◆ EXERCISE BRIEF: Copy exactly, and only, the lines that start at the line containing "of the baseball" and end at the last line of the material below.

========================================================================

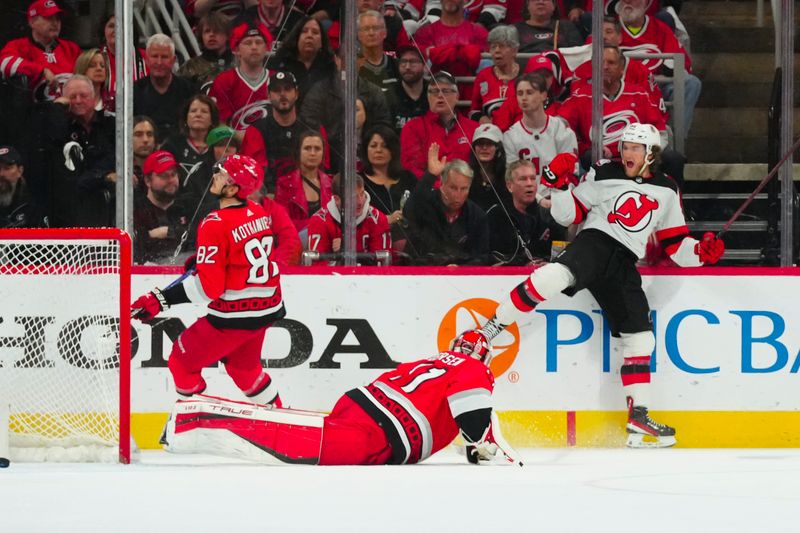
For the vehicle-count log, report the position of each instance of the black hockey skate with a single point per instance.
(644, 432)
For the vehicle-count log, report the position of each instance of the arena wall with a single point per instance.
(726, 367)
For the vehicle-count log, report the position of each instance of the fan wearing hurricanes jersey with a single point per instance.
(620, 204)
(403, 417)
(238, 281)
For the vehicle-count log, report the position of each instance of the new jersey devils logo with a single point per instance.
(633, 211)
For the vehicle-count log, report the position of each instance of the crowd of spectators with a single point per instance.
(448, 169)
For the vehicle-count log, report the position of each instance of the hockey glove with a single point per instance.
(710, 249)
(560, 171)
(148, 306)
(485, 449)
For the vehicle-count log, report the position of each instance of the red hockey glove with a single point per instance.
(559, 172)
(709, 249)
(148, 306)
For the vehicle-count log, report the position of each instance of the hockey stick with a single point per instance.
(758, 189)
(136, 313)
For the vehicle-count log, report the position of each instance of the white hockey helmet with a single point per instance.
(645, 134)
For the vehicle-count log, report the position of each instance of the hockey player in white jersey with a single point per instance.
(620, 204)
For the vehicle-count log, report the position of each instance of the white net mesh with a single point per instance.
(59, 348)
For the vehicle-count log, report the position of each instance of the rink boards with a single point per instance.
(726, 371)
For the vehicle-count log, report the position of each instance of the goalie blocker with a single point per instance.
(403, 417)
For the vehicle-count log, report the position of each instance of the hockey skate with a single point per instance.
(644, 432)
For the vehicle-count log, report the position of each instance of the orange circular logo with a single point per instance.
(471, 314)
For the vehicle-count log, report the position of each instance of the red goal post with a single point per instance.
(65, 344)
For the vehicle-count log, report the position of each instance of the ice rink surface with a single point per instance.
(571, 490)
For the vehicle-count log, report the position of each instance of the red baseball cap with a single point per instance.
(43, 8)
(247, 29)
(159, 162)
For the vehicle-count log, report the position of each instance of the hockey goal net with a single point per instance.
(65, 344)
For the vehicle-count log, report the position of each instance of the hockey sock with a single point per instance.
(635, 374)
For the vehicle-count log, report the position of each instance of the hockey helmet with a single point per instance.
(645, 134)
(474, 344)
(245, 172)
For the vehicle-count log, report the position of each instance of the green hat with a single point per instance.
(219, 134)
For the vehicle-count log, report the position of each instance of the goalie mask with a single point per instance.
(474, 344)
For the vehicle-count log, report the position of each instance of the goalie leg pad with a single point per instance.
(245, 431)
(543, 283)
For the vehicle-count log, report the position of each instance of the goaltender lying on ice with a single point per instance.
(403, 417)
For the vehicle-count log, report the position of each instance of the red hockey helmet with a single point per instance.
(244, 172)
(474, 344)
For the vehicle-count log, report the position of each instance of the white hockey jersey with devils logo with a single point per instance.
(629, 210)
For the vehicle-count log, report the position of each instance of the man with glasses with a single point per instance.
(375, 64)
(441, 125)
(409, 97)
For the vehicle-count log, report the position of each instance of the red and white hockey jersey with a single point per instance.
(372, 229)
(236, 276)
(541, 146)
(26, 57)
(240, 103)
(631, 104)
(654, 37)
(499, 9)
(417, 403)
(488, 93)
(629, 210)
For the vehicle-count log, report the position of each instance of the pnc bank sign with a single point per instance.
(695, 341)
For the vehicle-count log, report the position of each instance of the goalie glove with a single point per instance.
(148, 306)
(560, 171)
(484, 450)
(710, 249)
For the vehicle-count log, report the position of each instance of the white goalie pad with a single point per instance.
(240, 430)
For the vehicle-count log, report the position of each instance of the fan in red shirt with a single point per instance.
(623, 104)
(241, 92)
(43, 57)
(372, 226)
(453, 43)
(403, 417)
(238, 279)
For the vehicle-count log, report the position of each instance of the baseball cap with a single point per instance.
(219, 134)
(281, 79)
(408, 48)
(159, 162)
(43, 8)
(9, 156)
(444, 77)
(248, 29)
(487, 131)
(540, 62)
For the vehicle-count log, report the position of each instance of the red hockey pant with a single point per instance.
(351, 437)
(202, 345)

========================================================================

◆ OUTPUT OF THE TASK:
For the vehicle-count log, report the position of each instance of the baseball cap with a single point per instance.
(219, 134)
(281, 79)
(408, 48)
(159, 162)
(43, 8)
(9, 156)
(444, 77)
(248, 29)
(487, 131)
(540, 62)
For the vehicle-count log, report the position of each instance of the red hockey pant with a single point per instance.
(351, 437)
(202, 345)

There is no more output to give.